## EXERCISE DESCRIPTION
Arrange all of the data below as a Markdown table with the columns Row and Line. Put each line's sequence number under Row and the line itself under Line, and leave out any blank lines.

## MATERIAL TO PROCESS
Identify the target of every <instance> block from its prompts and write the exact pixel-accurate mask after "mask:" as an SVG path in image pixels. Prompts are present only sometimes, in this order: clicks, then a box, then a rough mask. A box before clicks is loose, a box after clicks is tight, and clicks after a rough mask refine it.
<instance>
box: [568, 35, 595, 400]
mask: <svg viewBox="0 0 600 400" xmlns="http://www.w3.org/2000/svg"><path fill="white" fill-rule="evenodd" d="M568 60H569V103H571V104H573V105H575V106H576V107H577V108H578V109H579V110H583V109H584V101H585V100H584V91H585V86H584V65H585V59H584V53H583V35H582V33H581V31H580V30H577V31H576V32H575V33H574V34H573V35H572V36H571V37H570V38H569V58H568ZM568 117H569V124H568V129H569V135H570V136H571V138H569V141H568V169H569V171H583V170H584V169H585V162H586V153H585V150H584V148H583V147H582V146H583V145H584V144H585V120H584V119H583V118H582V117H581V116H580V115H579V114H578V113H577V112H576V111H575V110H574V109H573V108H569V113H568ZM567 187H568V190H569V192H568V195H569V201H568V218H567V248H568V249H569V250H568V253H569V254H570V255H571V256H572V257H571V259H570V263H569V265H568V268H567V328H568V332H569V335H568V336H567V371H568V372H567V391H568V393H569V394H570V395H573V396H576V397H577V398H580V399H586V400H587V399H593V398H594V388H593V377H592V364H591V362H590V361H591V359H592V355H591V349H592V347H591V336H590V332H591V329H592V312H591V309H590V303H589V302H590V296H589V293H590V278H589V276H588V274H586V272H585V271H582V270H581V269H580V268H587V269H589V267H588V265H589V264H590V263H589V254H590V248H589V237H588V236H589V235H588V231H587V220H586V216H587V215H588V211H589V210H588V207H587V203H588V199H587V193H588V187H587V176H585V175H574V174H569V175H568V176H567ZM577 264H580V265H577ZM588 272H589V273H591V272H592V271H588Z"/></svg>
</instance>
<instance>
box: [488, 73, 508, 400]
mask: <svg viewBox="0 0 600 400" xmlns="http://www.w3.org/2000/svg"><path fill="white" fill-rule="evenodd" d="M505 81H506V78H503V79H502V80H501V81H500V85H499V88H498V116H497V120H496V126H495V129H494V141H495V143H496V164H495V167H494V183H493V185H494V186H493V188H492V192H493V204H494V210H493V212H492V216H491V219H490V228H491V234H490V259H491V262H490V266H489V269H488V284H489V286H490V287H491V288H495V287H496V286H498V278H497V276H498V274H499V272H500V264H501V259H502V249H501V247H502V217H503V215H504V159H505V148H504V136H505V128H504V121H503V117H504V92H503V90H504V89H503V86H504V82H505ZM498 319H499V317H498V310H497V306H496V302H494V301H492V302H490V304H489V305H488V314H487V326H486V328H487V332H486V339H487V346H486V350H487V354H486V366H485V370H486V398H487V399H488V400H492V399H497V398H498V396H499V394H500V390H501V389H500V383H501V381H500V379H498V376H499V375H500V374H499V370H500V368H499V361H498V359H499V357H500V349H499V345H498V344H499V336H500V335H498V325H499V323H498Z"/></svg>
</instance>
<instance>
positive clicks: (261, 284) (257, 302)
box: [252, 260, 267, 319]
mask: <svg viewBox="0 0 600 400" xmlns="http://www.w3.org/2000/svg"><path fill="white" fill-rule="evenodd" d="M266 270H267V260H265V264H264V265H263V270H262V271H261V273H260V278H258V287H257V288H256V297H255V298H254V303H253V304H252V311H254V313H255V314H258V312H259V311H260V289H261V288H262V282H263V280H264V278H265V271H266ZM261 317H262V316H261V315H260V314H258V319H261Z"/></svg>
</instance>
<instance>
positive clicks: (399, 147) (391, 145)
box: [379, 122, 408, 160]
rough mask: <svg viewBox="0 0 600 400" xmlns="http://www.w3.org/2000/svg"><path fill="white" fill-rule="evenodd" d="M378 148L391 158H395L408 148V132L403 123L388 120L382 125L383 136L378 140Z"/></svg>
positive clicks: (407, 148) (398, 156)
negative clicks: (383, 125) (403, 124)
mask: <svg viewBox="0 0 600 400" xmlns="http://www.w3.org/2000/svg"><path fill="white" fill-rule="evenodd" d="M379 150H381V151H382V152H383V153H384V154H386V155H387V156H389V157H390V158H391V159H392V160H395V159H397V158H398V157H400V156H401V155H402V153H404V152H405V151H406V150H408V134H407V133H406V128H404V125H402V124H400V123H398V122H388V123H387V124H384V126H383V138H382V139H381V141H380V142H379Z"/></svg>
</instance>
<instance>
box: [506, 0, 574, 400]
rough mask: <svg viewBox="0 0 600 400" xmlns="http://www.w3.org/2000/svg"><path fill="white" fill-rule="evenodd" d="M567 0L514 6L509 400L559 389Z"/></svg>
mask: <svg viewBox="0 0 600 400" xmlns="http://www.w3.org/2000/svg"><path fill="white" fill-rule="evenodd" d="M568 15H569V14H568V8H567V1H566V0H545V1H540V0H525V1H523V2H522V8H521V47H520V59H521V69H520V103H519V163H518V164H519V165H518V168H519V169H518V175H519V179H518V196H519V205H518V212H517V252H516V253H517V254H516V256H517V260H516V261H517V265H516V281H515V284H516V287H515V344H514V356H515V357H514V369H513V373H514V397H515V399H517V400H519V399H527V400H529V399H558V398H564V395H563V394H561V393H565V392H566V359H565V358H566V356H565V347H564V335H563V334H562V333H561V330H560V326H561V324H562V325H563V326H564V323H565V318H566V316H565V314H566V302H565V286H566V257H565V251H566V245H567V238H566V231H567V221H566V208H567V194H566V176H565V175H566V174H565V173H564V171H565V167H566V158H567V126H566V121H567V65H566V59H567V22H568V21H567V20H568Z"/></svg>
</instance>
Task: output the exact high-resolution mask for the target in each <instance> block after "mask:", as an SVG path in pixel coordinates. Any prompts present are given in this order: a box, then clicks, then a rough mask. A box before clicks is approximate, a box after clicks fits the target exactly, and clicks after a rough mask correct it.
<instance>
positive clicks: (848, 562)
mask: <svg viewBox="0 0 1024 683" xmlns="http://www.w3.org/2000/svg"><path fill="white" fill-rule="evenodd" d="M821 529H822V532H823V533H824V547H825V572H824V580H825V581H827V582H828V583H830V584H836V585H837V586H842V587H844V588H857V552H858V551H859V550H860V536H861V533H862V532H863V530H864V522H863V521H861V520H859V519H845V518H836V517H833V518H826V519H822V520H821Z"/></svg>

## OUTPUT
| Row | Line |
|---|---|
| 1 | Identify the target of every <instance> block from its prompts and write the exact pixel-accurate mask after "mask:" as an SVG path in image pixels. Prompts are present only sometimes, in this order: clicks, then a box, then a rough mask. A box before clicks is loose, a box after clicks is tight, and clicks after a rough mask refine it. |
| 2 | <instance> |
| 3 | box: [568, 35, 595, 400] |
| 4 | mask: <svg viewBox="0 0 600 400" xmlns="http://www.w3.org/2000/svg"><path fill="white" fill-rule="evenodd" d="M568 60H569V103H571V104H573V105H575V106H576V107H577V108H578V109H579V110H583V109H584V101H585V100H584V91H585V86H584V65H585V59H584V53H583V35H582V33H581V31H580V30H577V31H576V32H575V33H574V34H573V35H572V36H571V37H570V38H569V58H568ZM568 117H569V124H568V129H569V135H570V136H571V138H569V141H568V169H569V171H583V170H584V169H585V162H586V153H585V150H584V148H583V147H582V146H583V145H584V144H585V120H584V119H583V118H582V117H581V116H580V115H579V114H578V113H577V112H576V111H575V110H574V109H573V108H569V113H568ZM567 187H568V190H569V192H568V195H569V201H568V218H567V248H568V249H569V250H568V253H569V254H570V255H571V256H572V257H571V259H570V263H569V265H568V268H567V328H568V332H569V335H568V336H567V371H568V372H567V391H568V393H569V394H570V395H573V396H576V397H577V398H580V399H586V400H587V399H593V398H594V388H593V377H592V364H591V362H590V361H591V359H592V355H591V349H592V347H591V336H590V332H591V329H592V312H591V309H590V303H589V302H590V296H589V293H590V278H589V276H588V274H586V272H585V271H582V270H581V269H580V268H587V269H589V267H588V265H589V264H590V263H589V254H590V248H589V237H588V236H589V235H588V231H587V220H586V216H587V215H588V211H589V210H588V207H587V203H588V199H587V193H588V187H587V176H585V175H574V174H569V175H568V176H567ZM577 264H580V265H577ZM588 272H589V273H591V272H592V271H588Z"/></svg> |
| 5 | </instance> |
| 6 | <instance> |
| 7 | box: [488, 73, 508, 400] |
| 8 | mask: <svg viewBox="0 0 600 400" xmlns="http://www.w3.org/2000/svg"><path fill="white" fill-rule="evenodd" d="M505 81H506V78H503V79H502V80H501V81H500V85H499V88H498V116H497V120H496V126H495V129H494V141H495V143H496V164H495V167H494V183H493V185H494V186H493V188H492V192H493V204H494V210H493V212H492V216H491V219H490V228H491V234H490V259H491V262H490V266H489V269H488V284H489V286H490V287H491V288H495V287H496V286H498V278H497V276H498V274H499V272H500V264H501V259H502V249H501V247H502V217H503V215H504V159H505V148H504V136H505V128H504V121H503V117H504V92H503V90H504V89H503V86H504V82H505ZM498 319H499V317H498V310H497V306H496V302H494V301H492V302H490V304H489V305H488V314H487V326H486V328H487V332H486V339H487V346H486V350H487V354H486V366H485V370H486V398H487V399H488V400H492V399H497V398H498V396H499V394H500V390H501V389H500V383H501V381H500V379H498V376H499V375H500V374H499V370H500V368H499V361H498V359H499V357H500V349H499V345H498V344H499V336H500V335H498V325H499V323H498Z"/></svg> |
| 9 | </instance> |
| 10 | <instance> |
| 11 | positive clicks: (261, 284) (257, 302) |
| 12 | box: [252, 260, 267, 319] |
| 13 | mask: <svg viewBox="0 0 600 400" xmlns="http://www.w3.org/2000/svg"><path fill="white" fill-rule="evenodd" d="M266 270H267V260H265V264H264V265H263V270H262V271H261V273H260V278H258V287H257V288H256V297H255V298H254V303H253V304H252V311H254V313H255V314H258V312H259V311H260V289H261V288H262V282H263V280H264V278H265V271H266ZM261 317H262V316H261V315H260V314H258V319H261Z"/></svg> |
| 14 | </instance> |
| 15 | <instance> |
| 16 | positive clicks: (399, 147) (391, 145) |
| 17 | box: [379, 122, 408, 160] |
| 18 | rough mask: <svg viewBox="0 0 600 400" xmlns="http://www.w3.org/2000/svg"><path fill="white" fill-rule="evenodd" d="M378 148L391 158H395L408 148V132L403 123L388 120L382 125L383 136L378 140Z"/></svg> |
| 19 | positive clicks: (407, 148) (398, 156) |
| 20 | negative clicks: (383, 125) (403, 124) |
| 21 | mask: <svg viewBox="0 0 600 400" xmlns="http://www.w3.org/2000/svg"><path fill="white" fill-rule="evenodd" d="M379 150H381V151H382V152H383V153H384V154H386V155H387V156H389V157H390V158H391V159H392V160H395V159H397V158H398V157H400V156H401V155H402V153H404V152H405V151H406V150H408V134H407V133H406V128H404V125H402V124H400V123H398V122H388V123H387V124H384V126H383V138H382V139H381V141H380V142H379Z"/></svg> |
| 22 | </instance> |
| 23 | <instance> |
| 24 | box: [506, 0, 574, 400] |
| 25 | rough mask: <svg viewBox="0 0 600 400" xmlns="http://www.w3.org/2000/svg"><path fill="white" fill-rule="evenodd" d="M567 0L514 6L509 400L559 389Z"/></svg> |
| 26 | mask: <svg viewBox="0 0 600 400" xmlns="http://www.w3.org/2000/svg"><path fill="white" fill-rule="evenodd" d="M568 15H569V14H568V8H567V1H566V0H545V1H540V0H525V1H523V2H522V8H521V47H520V59H521V69H520V103H519V163H518V164H519V165H518V168H519V169H518V175H519V179H518V196H519V205H518V212H517V252H516V253H517V254H516V256H517V260H516V261H517V265H516V281H515V284H516V287H515V344H514V356H515V357H514V369H513V373H514V397H515V399H517V400H519V399H527V400H529V399H558V398H564V395H563V394H561V393H565V392H566V359H565V358H566V356H565V347H564V335H563V334H562V333H561V330H560V326H561V324H562V325H563V326H564V323H565V318H566V316H565V314H566V302H565V286H566V257H565V251H566V245H567V238H566V231H567V221H566V208H567V194H566V176H565V175H566V174H565V173H564V171H565V167H566V158H567V126H566V121H567V65H566V59H567V22H568V21H567V20H568Z"/></svg> |
| 27 | </instance> |
| 28 | Task: output the exact high-resolution mask for the target in each <instance> block after "mask:", as an SVG path in pixel coordinates. Any prompts present are given in this order: a box, then clicks, then a rough mask. A box before clicks is approximate, a box after clicks fits the target exactly, and clicks after a rough mask correct it. |
| 29 | <instance> |
| 30 | positive clicks: (848, 562) |
| 31 | mask: <svg viewBox="0 0 1024 683" xmlns="http://www.w3.org/2000/svg"><path fill="white" fill-rule="evenodd" d="M821 529H822V532H823V533H824V547H825V572H824V580H825V581H827V582H828V583H830V584H836V585H837V586H842V587H844V588H857V552H858V551H859V550H860V536H861V533H862V532H863V530H864V522H863V521H861V520H859V519H845V518H836V517H833V518H826V519H822V520H821Z"/></svg> |